> What to produce:
Output the data below exactly.
── Given records
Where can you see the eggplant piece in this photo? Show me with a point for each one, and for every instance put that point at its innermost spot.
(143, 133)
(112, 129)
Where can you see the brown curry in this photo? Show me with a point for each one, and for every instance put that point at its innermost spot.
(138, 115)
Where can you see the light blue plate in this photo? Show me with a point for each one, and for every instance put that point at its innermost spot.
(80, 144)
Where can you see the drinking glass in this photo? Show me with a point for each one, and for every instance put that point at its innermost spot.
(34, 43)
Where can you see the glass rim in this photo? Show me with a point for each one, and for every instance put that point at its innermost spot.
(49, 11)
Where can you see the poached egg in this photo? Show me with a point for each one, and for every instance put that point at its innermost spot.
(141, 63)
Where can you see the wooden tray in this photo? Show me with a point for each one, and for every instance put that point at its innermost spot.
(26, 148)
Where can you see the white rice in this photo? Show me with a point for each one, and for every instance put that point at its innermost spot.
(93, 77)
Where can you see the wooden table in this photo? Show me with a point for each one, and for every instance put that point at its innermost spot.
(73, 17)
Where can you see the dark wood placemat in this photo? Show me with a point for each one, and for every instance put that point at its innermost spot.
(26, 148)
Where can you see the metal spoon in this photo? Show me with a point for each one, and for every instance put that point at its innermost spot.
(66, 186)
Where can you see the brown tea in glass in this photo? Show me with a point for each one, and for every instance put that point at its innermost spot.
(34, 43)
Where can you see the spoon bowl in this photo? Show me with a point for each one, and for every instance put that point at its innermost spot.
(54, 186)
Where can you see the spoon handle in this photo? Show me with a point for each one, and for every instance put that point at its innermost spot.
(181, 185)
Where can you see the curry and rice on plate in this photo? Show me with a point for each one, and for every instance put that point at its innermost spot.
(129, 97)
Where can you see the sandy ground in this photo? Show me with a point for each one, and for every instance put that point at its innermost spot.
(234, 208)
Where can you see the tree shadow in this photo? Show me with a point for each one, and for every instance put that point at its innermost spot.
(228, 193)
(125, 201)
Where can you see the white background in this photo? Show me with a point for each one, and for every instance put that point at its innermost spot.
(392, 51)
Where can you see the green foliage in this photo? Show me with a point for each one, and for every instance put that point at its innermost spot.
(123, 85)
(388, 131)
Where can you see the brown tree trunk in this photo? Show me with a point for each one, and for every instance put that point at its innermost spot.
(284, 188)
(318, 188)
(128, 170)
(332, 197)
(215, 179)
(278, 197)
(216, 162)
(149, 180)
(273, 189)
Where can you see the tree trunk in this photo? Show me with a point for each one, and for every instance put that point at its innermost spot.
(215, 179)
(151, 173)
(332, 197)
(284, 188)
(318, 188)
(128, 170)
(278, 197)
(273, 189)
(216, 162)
────
> Reply:
Where can you see the eggplant piece in this photo? Show me with a point for each one, and for every instance put that point at its innermost spot.
(143, 133)
(112, 129)
Where can you see the brown curry in this photo? Show me with a point for each one, and for every instance put that point at its innermost spot.
(138, 115)
Where can you see the light blue plate in this photo? Show me with a point for each one, and for every instance put that point at its innermost spot.
(80, 144)
Where can you see the drinking glass in this photo? Show me with a point for each one, and for every instance put that point at its innermost spot.
(34, 43)
Where can you see the glass rim in this photo? Show me with a point for each one, and for every instance put that point at its innermost spot.
(49, 11)
Where can you see the poached egg in this photo? Show me with a point for each one, and for every instance put that point at its innermost spot.
(141, 63)
Where can you see the wooden tray in this photo? Show me with a point for each one, and for every instance put that point at its innermost spot.
(26, 148)
Where can you see the white rice in this photo? Show me with a point for each one, and for every instance put that point at its innermost spot.
(93, 77)
Where can you see the wooden table in this photo? Show me with a point for each one, and for every instance put that point at its innermost spot.
(73, 17)
Where can you see the dark wood placemat in this photo? Show me with a point for each one, and for every instance put that point at its innermost spot.
(26, 148)
Where can you see the metal spoon in this photo? Show me with a point for each one, and for every instance put that point at its innermost spot.
(66, 186)
Where can you see the brown tea in glass in this photo? Show me with a point for each one, and for every instance put that point at its innermost spot.
(34, 43)
Where can you see the spoon bowl in this photo? Show me with a point for each one, and for every instance put that point at its innermost spot.
(54, 186)
Where can you see the spoon handle in this photo? Show me with a point for each one, and for every instance put that point at its innermost spot.
(181, 185)
Where can you see the curry and rice on plate in this photo? Show me with a point for each one, and for every instance put that point at its innermost spot.
(129, 97)
Where can you see the sandy ground in this photo? Show me with a point for each one, and for every instance put that point at its innermost spot.
(234, 208)
Where can you see the tree shadow in this photo? Show me with a point for each one, and for every instance put that point at its innermost spot.
(228, 193)
(125, 201)
Where can you see the white background in this photo? Show me with a point for each one, and for every instance put that point at its innermost spot.
(392, 51)
Where can you see the green foliage in this photo? Show me with a point for each one, and for every instance put that point at its innermost spot.
(123, 85)
(388, 131)
Where can you see the brown tree trunk in this photo? Show me with a point for each one, and for every instance put that point at its innermost spot.
(284, 188)
(318, 188)
(128, 170)
(332, 197)
(215, 179)
(278, 197)
(216, 162)
(149, 180)
(273, 189)
Where can you see the tree trunk in this photo? Show me with a point for each one, and for every instance put that point at its innermost spot.
(215, 179)
(151, 173)
(332, 197)
(284, 188)
(318, 188)
(128, 170)
(278, 197)
(273, 189)
(216, 162)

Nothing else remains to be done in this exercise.